> _Job_
Copy the lines of the listing below word for word, from the line containing "Where in the UI above is the niche in wall?" through the line containing "[726,420,798,497]", including both of those lines. Omit the pictures from your copy.

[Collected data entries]
--*--

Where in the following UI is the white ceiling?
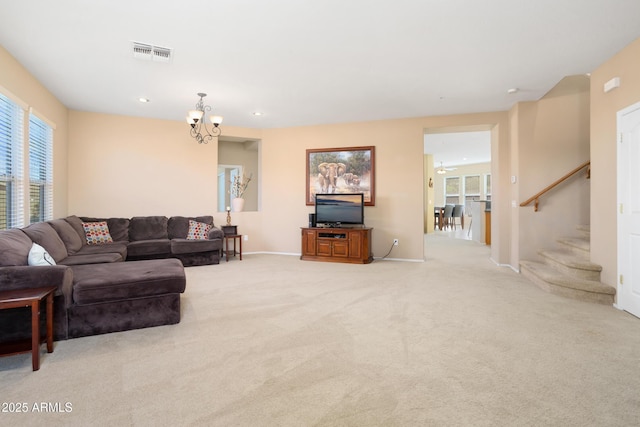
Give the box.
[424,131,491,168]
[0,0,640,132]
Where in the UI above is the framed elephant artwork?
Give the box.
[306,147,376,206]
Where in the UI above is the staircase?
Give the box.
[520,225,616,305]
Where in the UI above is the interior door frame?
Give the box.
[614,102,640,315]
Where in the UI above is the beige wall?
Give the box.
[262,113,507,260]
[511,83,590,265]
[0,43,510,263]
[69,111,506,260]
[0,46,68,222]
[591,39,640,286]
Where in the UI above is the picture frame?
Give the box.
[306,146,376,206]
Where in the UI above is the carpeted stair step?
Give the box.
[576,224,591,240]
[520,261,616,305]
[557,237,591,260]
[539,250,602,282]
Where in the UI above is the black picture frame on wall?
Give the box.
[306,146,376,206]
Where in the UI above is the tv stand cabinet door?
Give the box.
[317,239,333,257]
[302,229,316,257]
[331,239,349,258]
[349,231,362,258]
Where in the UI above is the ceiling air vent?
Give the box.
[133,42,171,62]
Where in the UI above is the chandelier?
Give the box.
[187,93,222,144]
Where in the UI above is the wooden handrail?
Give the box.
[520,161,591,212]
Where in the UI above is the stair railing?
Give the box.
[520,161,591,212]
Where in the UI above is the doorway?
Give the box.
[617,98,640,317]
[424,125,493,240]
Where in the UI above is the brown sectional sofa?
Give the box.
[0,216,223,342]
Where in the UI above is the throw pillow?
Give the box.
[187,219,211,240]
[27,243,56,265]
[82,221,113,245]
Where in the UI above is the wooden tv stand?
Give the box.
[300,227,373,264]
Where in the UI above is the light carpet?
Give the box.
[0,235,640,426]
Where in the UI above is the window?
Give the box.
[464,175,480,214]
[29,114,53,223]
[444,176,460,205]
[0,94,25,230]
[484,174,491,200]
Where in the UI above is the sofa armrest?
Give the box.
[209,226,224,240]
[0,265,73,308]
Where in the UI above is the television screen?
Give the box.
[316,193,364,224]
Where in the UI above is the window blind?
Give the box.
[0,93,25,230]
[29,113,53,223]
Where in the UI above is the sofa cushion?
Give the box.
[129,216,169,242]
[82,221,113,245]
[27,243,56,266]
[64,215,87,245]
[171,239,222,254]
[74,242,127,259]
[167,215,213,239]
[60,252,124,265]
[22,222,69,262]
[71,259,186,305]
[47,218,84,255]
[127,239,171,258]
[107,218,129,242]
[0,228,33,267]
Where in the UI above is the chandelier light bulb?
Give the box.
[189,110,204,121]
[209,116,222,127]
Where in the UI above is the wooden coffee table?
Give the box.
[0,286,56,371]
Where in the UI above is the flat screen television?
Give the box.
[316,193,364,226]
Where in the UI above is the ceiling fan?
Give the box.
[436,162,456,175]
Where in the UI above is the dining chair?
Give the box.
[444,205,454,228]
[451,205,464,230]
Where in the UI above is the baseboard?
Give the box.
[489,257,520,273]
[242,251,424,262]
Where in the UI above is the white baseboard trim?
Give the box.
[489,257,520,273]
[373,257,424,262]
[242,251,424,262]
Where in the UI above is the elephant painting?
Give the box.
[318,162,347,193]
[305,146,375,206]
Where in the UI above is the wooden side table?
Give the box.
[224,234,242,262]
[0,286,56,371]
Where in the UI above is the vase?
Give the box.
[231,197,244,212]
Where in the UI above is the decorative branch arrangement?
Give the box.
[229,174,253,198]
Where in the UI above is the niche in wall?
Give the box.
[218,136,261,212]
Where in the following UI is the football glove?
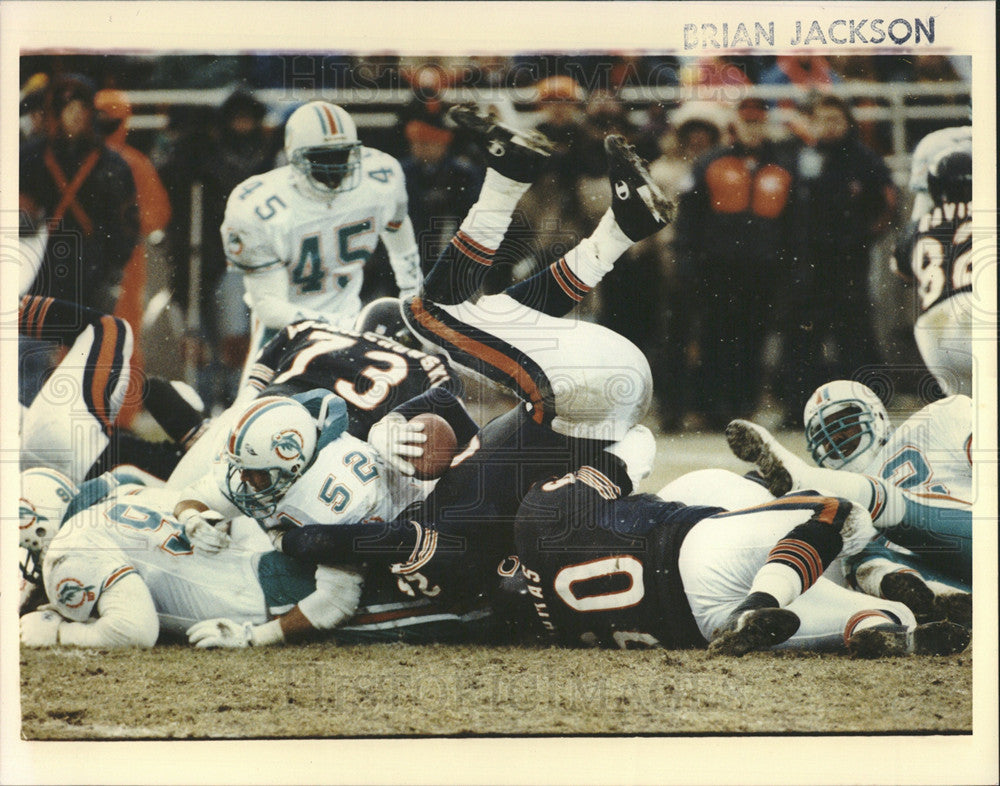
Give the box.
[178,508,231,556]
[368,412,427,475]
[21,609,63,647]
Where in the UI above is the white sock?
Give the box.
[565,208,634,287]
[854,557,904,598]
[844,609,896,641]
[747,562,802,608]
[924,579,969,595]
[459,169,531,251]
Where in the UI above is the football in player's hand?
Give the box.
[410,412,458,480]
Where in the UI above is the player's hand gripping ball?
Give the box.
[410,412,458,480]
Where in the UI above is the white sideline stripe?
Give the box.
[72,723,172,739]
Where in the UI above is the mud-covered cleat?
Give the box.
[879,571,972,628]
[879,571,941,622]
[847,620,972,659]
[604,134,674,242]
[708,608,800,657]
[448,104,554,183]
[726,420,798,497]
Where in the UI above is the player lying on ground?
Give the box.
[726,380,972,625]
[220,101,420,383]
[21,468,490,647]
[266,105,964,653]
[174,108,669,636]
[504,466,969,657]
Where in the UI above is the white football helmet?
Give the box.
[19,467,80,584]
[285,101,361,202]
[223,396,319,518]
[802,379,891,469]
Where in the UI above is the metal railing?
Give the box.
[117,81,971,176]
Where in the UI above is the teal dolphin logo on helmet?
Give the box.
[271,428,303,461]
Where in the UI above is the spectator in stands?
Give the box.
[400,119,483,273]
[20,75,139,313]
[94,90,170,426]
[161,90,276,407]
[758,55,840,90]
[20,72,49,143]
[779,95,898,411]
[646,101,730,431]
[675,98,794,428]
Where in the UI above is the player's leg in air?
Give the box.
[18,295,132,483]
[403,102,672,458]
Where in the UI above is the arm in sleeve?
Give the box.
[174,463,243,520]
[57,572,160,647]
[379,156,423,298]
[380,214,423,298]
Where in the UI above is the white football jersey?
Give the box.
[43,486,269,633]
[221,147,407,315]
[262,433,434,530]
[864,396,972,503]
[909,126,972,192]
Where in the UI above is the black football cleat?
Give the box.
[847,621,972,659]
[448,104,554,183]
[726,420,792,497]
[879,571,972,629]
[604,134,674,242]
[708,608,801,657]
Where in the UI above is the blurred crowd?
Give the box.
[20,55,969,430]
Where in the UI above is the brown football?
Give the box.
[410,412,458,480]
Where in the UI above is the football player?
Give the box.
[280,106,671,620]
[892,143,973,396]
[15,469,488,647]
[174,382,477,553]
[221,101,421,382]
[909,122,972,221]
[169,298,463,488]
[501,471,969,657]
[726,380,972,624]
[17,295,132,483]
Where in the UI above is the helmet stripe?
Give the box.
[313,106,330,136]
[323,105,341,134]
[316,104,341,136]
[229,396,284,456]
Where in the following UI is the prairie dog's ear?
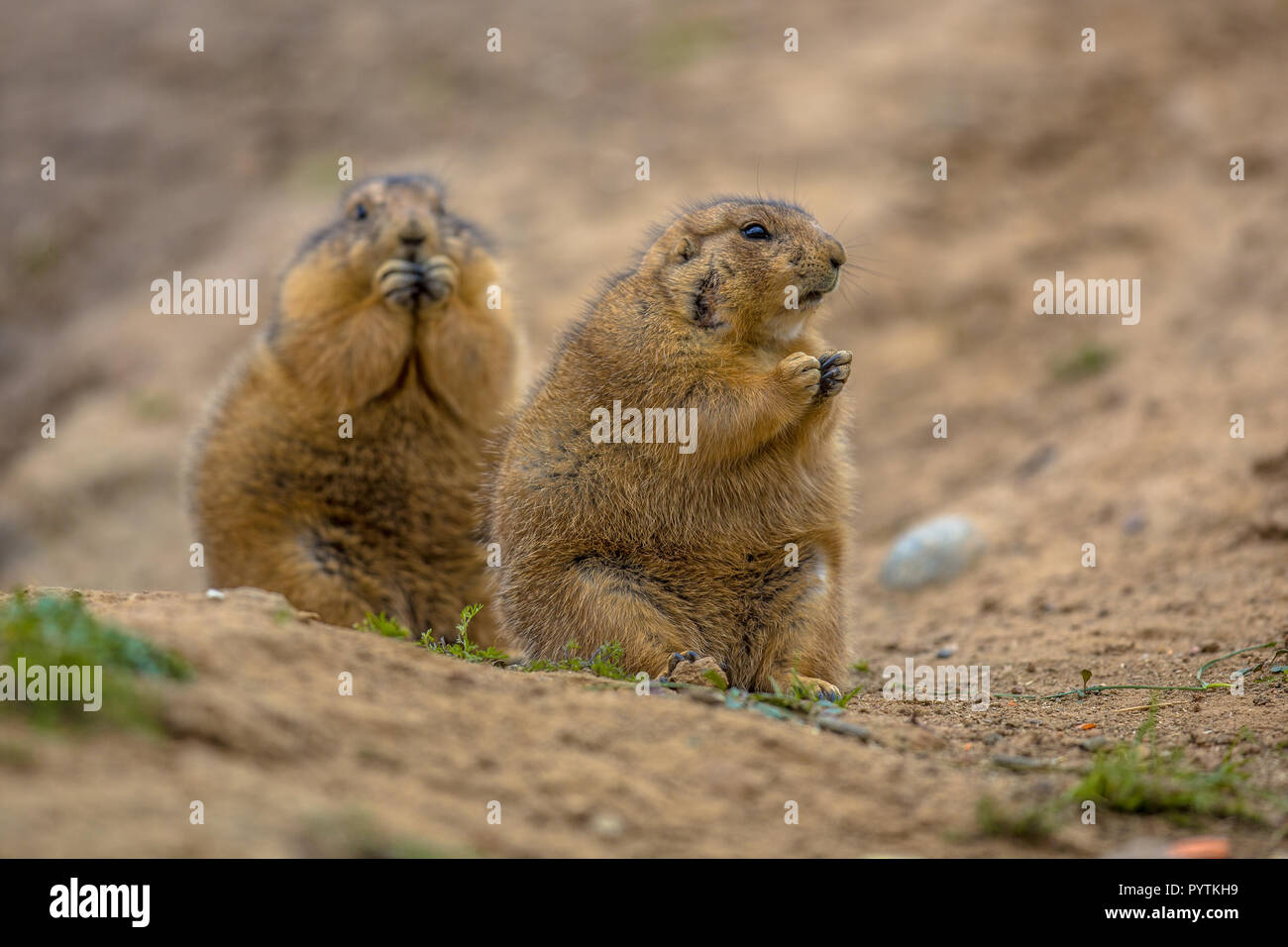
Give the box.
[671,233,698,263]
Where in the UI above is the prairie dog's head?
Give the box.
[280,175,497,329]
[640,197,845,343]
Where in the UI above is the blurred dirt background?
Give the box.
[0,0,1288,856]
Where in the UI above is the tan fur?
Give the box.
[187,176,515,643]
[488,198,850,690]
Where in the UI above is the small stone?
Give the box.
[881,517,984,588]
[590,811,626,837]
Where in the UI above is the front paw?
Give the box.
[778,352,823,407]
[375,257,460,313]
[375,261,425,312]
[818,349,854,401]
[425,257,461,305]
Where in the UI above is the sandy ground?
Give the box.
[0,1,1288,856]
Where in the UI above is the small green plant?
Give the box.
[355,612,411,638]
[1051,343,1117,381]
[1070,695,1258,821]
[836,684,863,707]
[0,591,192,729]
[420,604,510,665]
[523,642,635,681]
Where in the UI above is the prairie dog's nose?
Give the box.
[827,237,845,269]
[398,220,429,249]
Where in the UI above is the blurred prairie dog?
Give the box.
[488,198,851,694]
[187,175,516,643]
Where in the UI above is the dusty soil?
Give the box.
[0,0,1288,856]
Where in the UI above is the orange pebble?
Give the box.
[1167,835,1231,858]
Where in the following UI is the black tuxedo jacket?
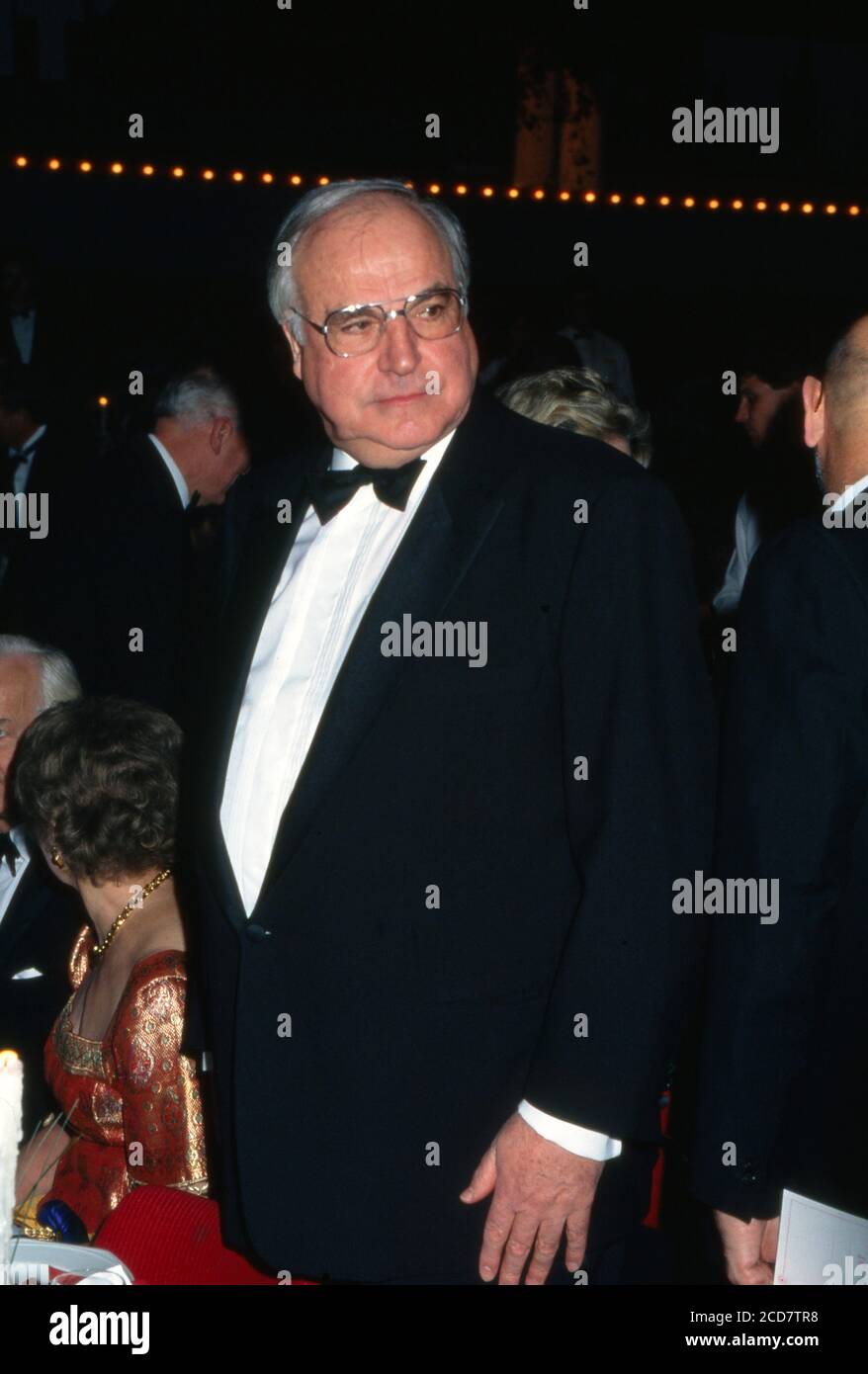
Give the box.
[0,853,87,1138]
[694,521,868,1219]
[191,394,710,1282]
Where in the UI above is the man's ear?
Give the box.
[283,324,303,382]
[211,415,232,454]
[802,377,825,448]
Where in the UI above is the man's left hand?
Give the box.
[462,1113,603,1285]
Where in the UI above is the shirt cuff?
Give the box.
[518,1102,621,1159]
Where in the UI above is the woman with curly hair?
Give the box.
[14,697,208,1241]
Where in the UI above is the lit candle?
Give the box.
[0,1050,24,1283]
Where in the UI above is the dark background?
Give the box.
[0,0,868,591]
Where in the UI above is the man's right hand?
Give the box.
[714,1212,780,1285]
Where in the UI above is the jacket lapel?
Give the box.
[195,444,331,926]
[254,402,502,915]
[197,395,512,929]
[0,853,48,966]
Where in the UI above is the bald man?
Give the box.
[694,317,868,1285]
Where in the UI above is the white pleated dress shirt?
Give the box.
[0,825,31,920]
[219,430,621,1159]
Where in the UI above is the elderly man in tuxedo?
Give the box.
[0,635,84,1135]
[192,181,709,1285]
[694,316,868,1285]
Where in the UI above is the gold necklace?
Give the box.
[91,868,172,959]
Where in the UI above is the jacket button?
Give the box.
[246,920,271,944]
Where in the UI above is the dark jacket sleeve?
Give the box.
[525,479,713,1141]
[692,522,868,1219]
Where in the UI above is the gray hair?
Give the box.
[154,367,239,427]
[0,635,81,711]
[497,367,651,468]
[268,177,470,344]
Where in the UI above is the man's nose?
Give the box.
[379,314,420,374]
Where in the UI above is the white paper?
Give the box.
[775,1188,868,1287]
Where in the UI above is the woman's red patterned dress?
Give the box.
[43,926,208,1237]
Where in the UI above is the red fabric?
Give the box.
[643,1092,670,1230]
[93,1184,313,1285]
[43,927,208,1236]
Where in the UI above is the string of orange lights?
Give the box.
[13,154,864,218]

--*--

> _Solved problem_
Where in the UI above is the niche in wall?
Give the box.
[218,136,261,212]
Where in the following UI is the football glove?
Give the box.
[178,508,231,556]
[368,412,427,475]
[21,609,63,647]
Where in the UI above is the white sock?
Give the box.
[565,208,634,287]
[854,557,904,598]
[844,609,896,641]
[747,562,802,608]
[924,579,969,595]
[459,169,531,251]
Where in the UI above is the football in player's hand?
Give the box.
[410,412,458,480]
Where in the UI above is the player's hand gripping ball?
Give the box.
[410,412,458,480]
Where in the UI above is the white sideline stripe?
Give the box.
[72,723,172,739]
Where in the UI above is the mud-covered cleat?
Give the box.
[879,571,972,628]
[879,571,941,622]
[847,620,972,659]
[604,134,674,242]
[708,608,800,657]
[448,104,554,183]
[726,420,798,497]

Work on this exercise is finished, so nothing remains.